A run of records
BEGIN
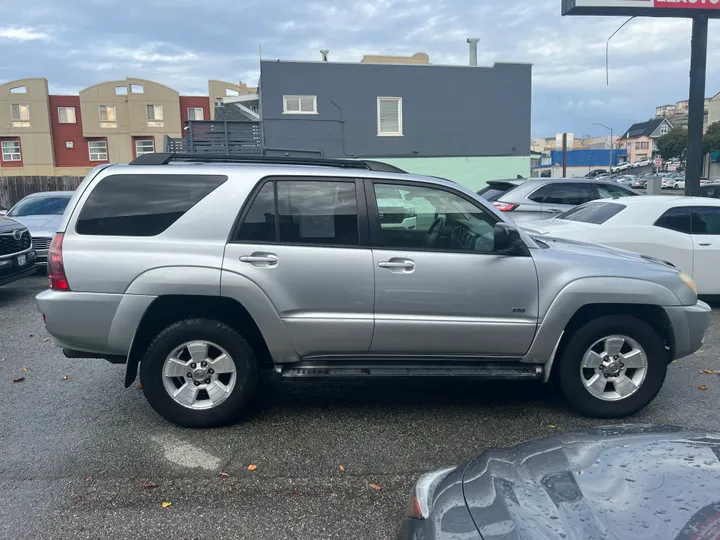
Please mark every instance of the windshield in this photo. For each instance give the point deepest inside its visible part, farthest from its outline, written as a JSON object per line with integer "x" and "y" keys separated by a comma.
{"x": 38, "y": 206}
{"x": 595, "y": 213}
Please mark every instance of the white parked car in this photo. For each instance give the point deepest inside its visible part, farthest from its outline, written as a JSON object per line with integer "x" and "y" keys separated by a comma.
{"x": 684, "y": 231}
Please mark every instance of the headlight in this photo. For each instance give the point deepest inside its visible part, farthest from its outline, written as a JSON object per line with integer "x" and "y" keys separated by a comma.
{"x": 688, "y": 281}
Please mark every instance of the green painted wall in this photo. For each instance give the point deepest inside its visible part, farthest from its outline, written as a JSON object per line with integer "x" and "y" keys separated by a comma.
{"x": 471, "y": 172}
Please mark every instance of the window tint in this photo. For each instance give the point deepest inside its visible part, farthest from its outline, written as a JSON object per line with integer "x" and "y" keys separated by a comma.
{"x": 705, "y": 220}
{"x": 539, "y": 195}
{"x": 608, "y": 192}
{"x": 259, "y": 222}
{"x": 596, "y": 213}
{"x": 675, "y": 219}
{"x": 142, "y": 205}
{"x": 429, "y": 218}
{"x": 569, "y": 193}
{"x": 318, "y": 212}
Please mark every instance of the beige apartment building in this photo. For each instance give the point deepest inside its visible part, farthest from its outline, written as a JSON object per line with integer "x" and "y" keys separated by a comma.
{"x": 114, "y": 121}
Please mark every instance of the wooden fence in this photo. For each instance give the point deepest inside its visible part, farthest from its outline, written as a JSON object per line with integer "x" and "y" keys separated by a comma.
{"x": 14, "y": 188}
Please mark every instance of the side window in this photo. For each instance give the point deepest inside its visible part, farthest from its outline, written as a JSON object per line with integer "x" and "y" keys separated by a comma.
{"x": 318, "y": 212}
{"x": 259, "y": 223}
{"x": 539, "y": 195}
{"x": 570, "y": 193}
{"x": 706, "y": 220}
{"x": 414, "y": 217}
{"x": 675, "y": 219}
{"x": 142, "y": 204}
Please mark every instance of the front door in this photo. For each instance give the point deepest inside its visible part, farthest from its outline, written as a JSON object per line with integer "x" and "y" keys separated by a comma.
{"x": 299, "y": 241}
{"x": 439, "y": 288}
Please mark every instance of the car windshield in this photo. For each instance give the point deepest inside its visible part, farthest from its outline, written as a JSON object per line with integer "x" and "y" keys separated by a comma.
{"x": 595, "y": 213}
{"x": 38, "y": 206}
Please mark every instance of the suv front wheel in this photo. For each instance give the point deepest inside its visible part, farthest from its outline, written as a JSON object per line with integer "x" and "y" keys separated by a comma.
{"x": 612, "y": 367}
{"x": 199, "y": 373}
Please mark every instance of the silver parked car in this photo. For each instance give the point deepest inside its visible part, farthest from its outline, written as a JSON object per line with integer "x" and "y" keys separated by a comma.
{"x": 41, "y": 213}
{"x": 539, "y": 198}
{"x": 204, "y": 273}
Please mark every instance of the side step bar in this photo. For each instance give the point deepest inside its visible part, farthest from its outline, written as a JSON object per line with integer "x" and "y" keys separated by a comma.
{"x": 331, "y": 370}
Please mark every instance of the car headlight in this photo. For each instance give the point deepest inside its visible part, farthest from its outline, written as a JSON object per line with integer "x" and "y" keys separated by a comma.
{"x": 688, "y": 281}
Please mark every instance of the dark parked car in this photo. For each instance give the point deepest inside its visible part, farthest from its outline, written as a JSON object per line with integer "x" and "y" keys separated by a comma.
{"x": 17, "y": 258}
{"x": 623, "y": 482}
{"x": 542, "y": 198}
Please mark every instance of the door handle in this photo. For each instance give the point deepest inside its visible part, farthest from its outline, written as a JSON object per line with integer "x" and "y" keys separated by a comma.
{"x": 398, "y": 264}
{"x": 260, "y": 259}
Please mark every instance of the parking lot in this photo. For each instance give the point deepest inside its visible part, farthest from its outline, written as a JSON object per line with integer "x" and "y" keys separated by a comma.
{"x": 86, "y": 458}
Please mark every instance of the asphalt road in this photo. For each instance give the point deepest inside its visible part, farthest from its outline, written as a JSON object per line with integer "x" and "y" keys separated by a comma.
{"x": 79, "y": 457}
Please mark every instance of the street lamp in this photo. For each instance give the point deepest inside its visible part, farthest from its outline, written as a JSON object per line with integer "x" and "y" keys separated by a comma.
{"x": 611, "y": 148}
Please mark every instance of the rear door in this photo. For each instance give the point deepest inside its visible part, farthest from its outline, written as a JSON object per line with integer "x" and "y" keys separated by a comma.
{"x": 303, "y": 241}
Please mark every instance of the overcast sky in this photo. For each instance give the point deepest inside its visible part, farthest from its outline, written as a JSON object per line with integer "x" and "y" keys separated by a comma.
{"x": 183, "y": 43}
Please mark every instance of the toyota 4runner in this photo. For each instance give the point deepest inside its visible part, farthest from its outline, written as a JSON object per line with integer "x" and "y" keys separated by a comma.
{"x": 202, "y": 272}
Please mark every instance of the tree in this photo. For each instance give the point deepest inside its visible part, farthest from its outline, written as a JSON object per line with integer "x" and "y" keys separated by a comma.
{"x": 711, "y": 140}
{"x": 672, "y": 143}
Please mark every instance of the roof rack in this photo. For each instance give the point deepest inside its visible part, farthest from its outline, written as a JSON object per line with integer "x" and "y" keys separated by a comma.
{"x": 163, "y": 158}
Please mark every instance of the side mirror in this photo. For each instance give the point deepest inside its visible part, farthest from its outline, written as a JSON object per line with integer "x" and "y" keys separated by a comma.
{"x": 508, "y": 241}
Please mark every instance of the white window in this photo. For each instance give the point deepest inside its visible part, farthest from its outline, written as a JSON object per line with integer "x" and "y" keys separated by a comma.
{"x": 299, "y": 104}
{"x": 389, "y": 117}
{"x": 108, "y": 118}
{"x": 11, "y": 151}
{"x": 20, "y": 115}
{"x": 155, "y": 116}
{"x": 98, "y": 150}
{"x": 146, "y": 146}
{"x": 196, "y": 113}
{"x": 66, "y": 115}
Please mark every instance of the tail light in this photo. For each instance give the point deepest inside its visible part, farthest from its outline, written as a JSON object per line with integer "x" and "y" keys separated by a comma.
{"x": 56, "y": 270}
{"x": 505, "y": 207}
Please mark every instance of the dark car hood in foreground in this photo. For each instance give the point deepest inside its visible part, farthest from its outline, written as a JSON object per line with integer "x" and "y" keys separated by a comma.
{"x": 631, "y": 482}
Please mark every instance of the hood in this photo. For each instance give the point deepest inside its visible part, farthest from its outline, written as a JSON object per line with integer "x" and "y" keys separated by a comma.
{"x": 41, "y": 225}
{"x": 9, "y": 225}
{"x": 624, "y": 482}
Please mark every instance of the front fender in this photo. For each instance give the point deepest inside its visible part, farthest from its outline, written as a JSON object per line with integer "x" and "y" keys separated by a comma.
{"x": 589, "y": 291}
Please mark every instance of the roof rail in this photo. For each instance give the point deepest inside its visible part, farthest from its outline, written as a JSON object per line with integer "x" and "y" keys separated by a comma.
{"x": 163, "y": 158}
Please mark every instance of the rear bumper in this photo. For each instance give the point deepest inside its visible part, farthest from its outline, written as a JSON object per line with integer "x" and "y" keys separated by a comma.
{"x": 690, "y": 325}
{"x": 104, "y": 324}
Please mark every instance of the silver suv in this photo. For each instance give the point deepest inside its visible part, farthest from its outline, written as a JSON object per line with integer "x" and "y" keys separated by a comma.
{"x": 203, "y": 273}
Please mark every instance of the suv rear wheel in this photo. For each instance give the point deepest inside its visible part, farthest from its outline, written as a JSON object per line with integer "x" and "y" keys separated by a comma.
{"x": 613, "y": 367}
{"x": 199, "y": 373}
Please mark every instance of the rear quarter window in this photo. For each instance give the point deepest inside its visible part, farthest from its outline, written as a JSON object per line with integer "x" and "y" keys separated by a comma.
{"x": 142, "y": 204}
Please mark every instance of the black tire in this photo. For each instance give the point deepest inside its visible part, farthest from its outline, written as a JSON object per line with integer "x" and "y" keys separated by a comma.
{"x": 569, "y": 378}
{"x": 223, "y": 335}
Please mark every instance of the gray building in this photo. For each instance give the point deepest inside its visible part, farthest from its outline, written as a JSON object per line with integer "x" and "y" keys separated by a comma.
{"x": 466, "y": 123}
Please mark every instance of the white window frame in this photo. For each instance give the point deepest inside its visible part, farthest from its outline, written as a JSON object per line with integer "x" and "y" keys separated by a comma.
{"x": 22, "y": 120}
{"x": 67, "y": 115}
{"x": 299, "y": 98}
{"x": 11, "y": 155}
{"x": 399, "y": 133}
{"x": 98, "y": 154}
{"x": 195, "y": 109}
{"x": 139, "y": 152}
{"x": 110, "y": 120}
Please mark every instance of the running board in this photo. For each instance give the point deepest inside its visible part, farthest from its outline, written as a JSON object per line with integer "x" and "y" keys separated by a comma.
{"x": 497, "y": 371}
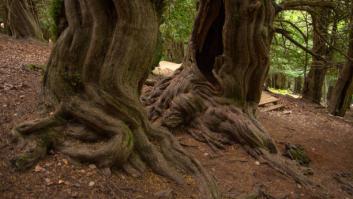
END
● **EXERCISE DIRECTIONS**: Gather each line of the records above that contains the string "black", and copy those lines in full.

● **EXPECTED OUTPUT**:
Please mark every instance of the black tire in this photo. For each instance give the point deepest inside its visible part, farthest from its outline, written as a JSON object per line with integer "x" and "y" keys separated by a comma.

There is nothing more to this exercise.